STATED GOAL: Repeat each of the lines below word for word, omitting the pictures.

INFORMATION SUPPLIED:
────

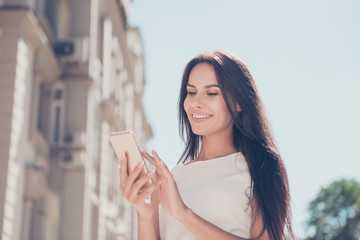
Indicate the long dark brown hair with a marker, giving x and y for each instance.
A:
(251, 136)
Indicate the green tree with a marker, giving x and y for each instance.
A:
(335, 212)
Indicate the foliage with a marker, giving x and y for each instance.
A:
(335, 212)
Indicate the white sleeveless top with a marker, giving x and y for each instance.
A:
(217, 190)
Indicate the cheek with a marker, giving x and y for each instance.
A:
(186, 105)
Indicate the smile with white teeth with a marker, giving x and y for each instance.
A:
(198, 116)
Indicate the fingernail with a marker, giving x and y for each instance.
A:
(140, 165)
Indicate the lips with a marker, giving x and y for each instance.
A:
(198, 117)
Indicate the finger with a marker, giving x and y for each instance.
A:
(149, 158)
(163, 169)
(123, 171)
(131, 179)
(147, 192)
(139, 185)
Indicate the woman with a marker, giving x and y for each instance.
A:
(230, 182)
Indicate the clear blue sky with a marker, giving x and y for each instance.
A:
(305, 58)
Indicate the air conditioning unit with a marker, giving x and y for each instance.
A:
(72, 159)
(75, 141)
(73, 50)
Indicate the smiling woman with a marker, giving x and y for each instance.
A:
(230, 182)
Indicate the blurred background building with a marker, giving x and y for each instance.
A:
(71, 72)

────

EXERCISE OUTPUT:
Indicate the long dark brown hair with a marker, giving x and y for each instance.
A:
(251, 136)
Indicate the green tree with a marker, giving x and y for each instance.
A:
(335, 212)
Indicate the foliage with a marker, giving x and y for each instance.
A:
(335, 212)
Indicate the white sleeveless top with a marker, giving x and y for each instance.
A:
(217, 190)
Indicate the cheek with a marker, giving x and y for each instance.
A:
(186, 105)
Indicate the smile with white teeth with a marker, giving x and y for each instance.
A:
(198, 116)
Indicate the fingernail with a marker, giving x and y for each instance.
A:
(140, 165)
Indicate the lips with a marker, giving x and y for each instance.
A:
(198, 117)
Indicate the finger with a marker, giving x and y for each instance.
A:
(149, 158)
(163, 169)
(123, 171)
(131, 179)
(147, 192)
(139, 185)
Indicate the woman with a marker, giving x and y for each instance.
A:
(230, 182)
Indicate the clear blue sky with a marker, giving x and y for each instance.
A:
(305, 58)
Indicate the air conditioning unit with a marker, giving x and y for each instance.
A:
(72, 159)
(75, 141)
(73, 50)
Indicate the smiling woman with a marker, giving x and y for each instance.
A:
(230, 182)
Indicate the blurred background building with a marker, giving x and y for each instance.
A:
(71, 72)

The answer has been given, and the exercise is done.